§ **Lesetext**:

===

Der Wert des Streitgegenstands wird für das Beschwerdeverfahren auf 10 296 EUR festgesetzt.
Gründe
Die Beschwerde ist unbegründet. Die geltend gemachten Revisionszulassungsgründe des § 132 Abs. 2 Nrn. 1 und 2 VwGO sind nicht gegeben.
Die Rechtssache hat nicht die ihr von der Beschwerde beigelegte grundsätzliche Bedeutung (§ 132 Abs. 2 Nr. 1 VwGO). Aus dem Beschwerdevorbringen ergibt sich nicht, dass das erstrebte Revisionsverfahren zur Beantwortung entscheidungserheblicher konkreter Rechtsfragen mit über den Einzelfall hinausreichender Tragweite beitragen könnte, die im Interesse der Einheitlichkeit der Rechtsprechung oder der Fortbildung des Rechts höchstrichterlicher Klärung bedürfen (vgl. BVerwGE 13, 90 ≪91 f.≫).

===

§ **Vorliegende Daten**:
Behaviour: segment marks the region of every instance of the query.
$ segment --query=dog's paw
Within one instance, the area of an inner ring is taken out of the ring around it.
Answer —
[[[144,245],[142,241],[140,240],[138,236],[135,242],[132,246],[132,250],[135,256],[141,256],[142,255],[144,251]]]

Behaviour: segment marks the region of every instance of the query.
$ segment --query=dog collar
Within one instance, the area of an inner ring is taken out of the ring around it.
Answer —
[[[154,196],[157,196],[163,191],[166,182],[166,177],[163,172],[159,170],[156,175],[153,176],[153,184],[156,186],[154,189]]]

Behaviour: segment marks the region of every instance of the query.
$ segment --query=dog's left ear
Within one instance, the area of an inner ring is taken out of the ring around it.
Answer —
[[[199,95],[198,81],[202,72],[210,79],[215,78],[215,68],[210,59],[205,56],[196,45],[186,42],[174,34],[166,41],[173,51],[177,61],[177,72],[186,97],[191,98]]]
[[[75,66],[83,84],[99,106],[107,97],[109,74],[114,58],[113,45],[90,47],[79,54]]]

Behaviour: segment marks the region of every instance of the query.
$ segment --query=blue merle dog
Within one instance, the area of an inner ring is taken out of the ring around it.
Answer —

===

§ **Zu erledigende Aufgaben**:
(a) Schreiben Sie aus dem Lesetext den Abschnitt von „Der Wert des“ bis „sind nicht gegeben.“ wortgetreu ab.
(b) Stimmen diese Aussagen mit dem Lesetext überein? (i) Der Wert des Streitgegenstands für das Beschwerdeverfahren beträgt 10 296 EUR. (ii) Die Beschwerde wird als begründet angesehen. (iii) Der Rechtssache wird grundsätzliche Bedeutung zuerkannt. Antworten Sie jeweils mit Ja oder Nein und zitieren Sie die ausschlaggebenden Worte.
(c) Wie könnte die Begründung im Lesetext weitergehen? Führen Sie den Text im Anschluss an seinen letzten Satz fort.
Die Daten werden dafür nicht gebraucht.

§ **Antworten im Einzelnen**:
(a)
Der Wert des Streitgegenstands wird für das Beschwerdeverfahren auf 10 296 EUR festgesetzt.
Gründe
Die Beschwerde ist unbegründet. Die geltend gemachten Revisionszulassungsgründe des § 132 Abs. 2 Nrn. 1 und 2 VwGO sind nicht gegeben.

(b)
(i) Ja: „Der Wert des Streitgegenstands wird für das Beschwerdeverfahren auf 10 296 EUR festgesetzt.“
(ii) Nein: „Die Beschwerde ist unbegründet.“
(iii) Nein: „Die Rechtssache hat nicht die ihr von der Beschwerde beigelegte grundsätzliche Bedeutung“

(c)
Die von der Beschwerde aufgeworfenen Fragen haben keine grundsätzliche Bedeutung. Gemäß § 15 Abs. 4 SächsBG kann die Ernennung nur innerhalb einer Frist von zwölf Monaten zurückgenommen werden, nachdem die Stelle, die für die Ernennung zuständig wäre, von dem Grund der Rücknahme Kenntnis erlangt hat. Nach dem Wortlaut sowie Sinn und Zweck der Vorschrift reichen einzelne Anhaltspunkte, Vermutungen oder die Kenntnis einzelner Umstände nicht aus. Erforderlich ist vielmehr die gesicherte Kenntnis aller subjektiven und objektiven Gegebenheiten, die die Rücknahme der Ernennung wegen arglistiger Täuschung rechtfertigen (vgl. z.B. Urteil vom 18. September 1985 – BVerwG 2 C 30.84 – Buchholz 237.5 § 14 LBG Hessen Nr. 2 S. 4 f.; Beschluss vom 16. Oktober 1979 – BVerwG 2 B 61.79 – Buchholz 237.1 Art. 15 BayBG Nr. 3). Es bestehen keine Zweifel, dass diese Bestimmung verfassungsrechtlichen Anforderungen entspricht.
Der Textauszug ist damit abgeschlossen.